>> Start EXTRACT TO READ

Also you use i for line (linhas) and j for column (colunas). But l and c would be more logical and readable (but l looks like 1, so in English I'd use r for "row"). I'm generally ok with short variable names, but in such a long function i and j don't work for me. In English I would probably use row and col.

As your function has nested loops with the outer loop doing nothing but enclosing the inner loop, I would if possible extract the whole inner loop to a separate function. But I can see that this might not be easy if those badly named variables a, b, c, loop accumulate across rows. It is difficult to tell whether they do from a short look - I might take a longer look later...

Later...

Returning to variables a, b, c: they are never reset once set. Is that correct? These variables names are meaningless and need changing. And what does node mean - again the name needs improving.

A bigger observation is that everything below the first else contains the term aux[i][j].peso == 0. I think these can all be factored out (so that the condition is tested at the top of the loop.

>> End EXTRACT TO READ
>> Start RECORD EXCERPTS

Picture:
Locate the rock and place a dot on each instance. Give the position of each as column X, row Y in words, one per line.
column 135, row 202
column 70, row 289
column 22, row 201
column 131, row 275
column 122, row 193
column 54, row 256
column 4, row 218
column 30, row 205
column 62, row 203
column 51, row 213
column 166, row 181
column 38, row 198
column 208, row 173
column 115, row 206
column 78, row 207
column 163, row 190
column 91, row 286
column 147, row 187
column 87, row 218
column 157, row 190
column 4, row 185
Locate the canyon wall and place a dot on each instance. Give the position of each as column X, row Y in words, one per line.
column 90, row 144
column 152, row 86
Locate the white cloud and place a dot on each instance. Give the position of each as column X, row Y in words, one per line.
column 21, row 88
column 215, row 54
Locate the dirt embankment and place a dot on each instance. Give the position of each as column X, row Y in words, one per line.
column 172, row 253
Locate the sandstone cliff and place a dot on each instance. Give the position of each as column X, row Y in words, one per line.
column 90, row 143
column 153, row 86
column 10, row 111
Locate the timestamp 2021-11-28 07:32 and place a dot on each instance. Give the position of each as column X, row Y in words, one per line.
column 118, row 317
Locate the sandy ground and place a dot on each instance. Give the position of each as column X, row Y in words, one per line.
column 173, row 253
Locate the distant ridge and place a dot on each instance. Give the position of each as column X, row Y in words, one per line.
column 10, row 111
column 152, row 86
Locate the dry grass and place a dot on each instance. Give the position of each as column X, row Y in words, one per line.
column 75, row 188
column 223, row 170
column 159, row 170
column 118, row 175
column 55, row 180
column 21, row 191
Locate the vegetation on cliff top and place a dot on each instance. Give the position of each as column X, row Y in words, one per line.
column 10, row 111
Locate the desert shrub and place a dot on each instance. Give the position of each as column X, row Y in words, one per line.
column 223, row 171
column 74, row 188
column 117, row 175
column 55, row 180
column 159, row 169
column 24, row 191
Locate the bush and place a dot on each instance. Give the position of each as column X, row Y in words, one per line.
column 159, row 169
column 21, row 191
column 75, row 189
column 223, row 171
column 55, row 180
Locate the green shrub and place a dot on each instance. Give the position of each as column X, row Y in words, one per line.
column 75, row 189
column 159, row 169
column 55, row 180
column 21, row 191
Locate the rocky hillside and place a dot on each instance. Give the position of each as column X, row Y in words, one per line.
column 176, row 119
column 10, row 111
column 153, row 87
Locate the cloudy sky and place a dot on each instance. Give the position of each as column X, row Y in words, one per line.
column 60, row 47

>> End RECORD EXCERPTS
>> Start RECORD EXCERPTS

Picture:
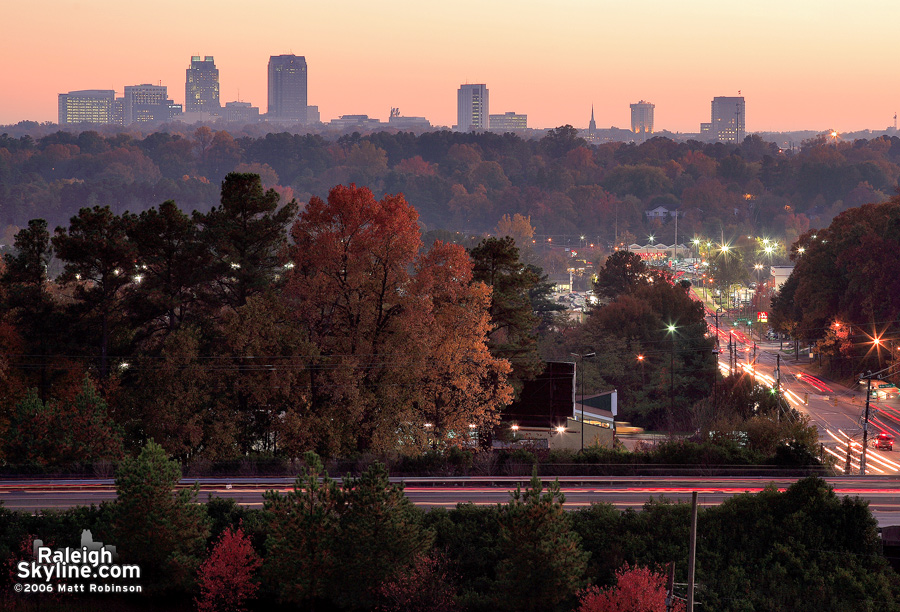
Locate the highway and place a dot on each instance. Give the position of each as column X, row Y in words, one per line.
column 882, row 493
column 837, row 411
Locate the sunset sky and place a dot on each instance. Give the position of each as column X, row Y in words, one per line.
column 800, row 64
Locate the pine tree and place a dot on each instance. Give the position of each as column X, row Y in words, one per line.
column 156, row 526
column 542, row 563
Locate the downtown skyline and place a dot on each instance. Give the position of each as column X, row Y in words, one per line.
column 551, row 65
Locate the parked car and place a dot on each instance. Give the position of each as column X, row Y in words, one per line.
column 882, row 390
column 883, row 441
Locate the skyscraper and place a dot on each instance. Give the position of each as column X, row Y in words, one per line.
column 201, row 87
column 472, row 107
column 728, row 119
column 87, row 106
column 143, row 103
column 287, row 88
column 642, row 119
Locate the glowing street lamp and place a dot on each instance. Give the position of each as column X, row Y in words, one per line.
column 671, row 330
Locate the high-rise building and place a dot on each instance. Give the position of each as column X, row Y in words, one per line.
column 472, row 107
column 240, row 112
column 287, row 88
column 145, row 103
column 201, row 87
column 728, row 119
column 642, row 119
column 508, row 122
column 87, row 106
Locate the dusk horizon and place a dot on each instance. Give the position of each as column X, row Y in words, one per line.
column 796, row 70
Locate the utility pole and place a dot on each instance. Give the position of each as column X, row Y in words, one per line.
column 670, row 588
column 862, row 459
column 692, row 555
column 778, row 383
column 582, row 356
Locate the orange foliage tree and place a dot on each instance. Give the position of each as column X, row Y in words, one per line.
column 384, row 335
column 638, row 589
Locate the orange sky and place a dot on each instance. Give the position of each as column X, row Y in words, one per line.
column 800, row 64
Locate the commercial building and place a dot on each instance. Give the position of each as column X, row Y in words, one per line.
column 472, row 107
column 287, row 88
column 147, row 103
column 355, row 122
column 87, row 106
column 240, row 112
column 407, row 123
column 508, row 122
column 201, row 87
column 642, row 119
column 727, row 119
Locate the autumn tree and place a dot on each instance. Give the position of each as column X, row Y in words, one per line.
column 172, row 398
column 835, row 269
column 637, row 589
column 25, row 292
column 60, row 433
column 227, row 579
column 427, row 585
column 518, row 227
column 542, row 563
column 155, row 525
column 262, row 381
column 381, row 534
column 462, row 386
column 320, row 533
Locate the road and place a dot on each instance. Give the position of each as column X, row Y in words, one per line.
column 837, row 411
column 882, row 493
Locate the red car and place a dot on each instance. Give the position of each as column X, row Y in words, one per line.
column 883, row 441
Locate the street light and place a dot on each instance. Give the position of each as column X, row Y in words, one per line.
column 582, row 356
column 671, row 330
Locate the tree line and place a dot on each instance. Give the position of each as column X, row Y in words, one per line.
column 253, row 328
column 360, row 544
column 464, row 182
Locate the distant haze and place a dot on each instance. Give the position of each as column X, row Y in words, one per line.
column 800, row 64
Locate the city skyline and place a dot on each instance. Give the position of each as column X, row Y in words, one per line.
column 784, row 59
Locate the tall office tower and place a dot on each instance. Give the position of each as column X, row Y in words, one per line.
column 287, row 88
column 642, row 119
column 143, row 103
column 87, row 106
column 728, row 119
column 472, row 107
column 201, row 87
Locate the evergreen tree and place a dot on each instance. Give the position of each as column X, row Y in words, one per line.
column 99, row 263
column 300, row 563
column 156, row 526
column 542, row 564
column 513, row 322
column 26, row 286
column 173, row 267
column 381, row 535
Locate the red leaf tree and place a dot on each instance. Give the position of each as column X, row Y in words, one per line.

>> End RECORD EXCERPTS

_GIVEN INSTRUCTION 1:_
Please rewrite the paragraph of the code review that begins "As your function has nested loops" as a short bulleted list that keeps its main points.
_GIVEN INSTRUCTION 2:_
Copy the passage of the code review between "A bigger observation" and "of the loop.", inclusive.

_FULL SOLUTION 1:_
- The function's outer loop does nothing but enclose the inner loop.
- If possible, extract the whole inner loop into a separate function.
- That may be hard if the badly named variables a, b, c and loop accumulate across rows.
- A short look doesn't show whether they do, so a longer look may come later.

_FULL SOLUTION 2:_
A bigger observation is that everything below the first else contains the term aux[i][j].peso == 0. I think these can all be factored out (so that the condition is tested at the top of the loop.